Data items:
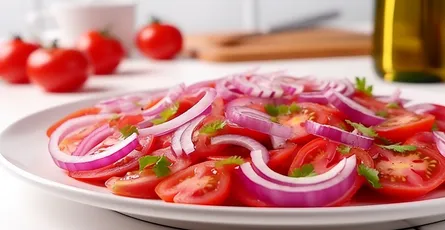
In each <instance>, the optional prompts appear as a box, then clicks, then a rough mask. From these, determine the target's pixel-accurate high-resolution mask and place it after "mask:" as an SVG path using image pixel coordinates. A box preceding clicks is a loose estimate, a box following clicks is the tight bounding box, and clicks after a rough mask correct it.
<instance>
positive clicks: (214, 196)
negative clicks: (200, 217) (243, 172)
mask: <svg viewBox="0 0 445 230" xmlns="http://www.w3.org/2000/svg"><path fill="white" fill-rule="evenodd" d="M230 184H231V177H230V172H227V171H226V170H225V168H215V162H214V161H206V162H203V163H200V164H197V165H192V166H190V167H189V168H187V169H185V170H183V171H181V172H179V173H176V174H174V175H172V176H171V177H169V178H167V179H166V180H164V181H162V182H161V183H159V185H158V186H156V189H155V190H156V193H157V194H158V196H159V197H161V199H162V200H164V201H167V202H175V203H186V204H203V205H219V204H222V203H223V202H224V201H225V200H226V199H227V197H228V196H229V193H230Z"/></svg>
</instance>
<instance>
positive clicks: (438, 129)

* **Problem**
Wherever a line above contains the string "instance", copy that line.

* **Written solution**
In each <instance>, the optional prompts appear as a box, then clicks, then a rough mask. From these, determine the target's pixel-accurate high-resolution mask and place it after "mask:" as an SVG path using image pixel coordinates. A box preceding clicks is a loose estimate, a box following clicks is the tight bounding box, and clicks after a rough mask correct it.
<instance>
</instance>
<instance>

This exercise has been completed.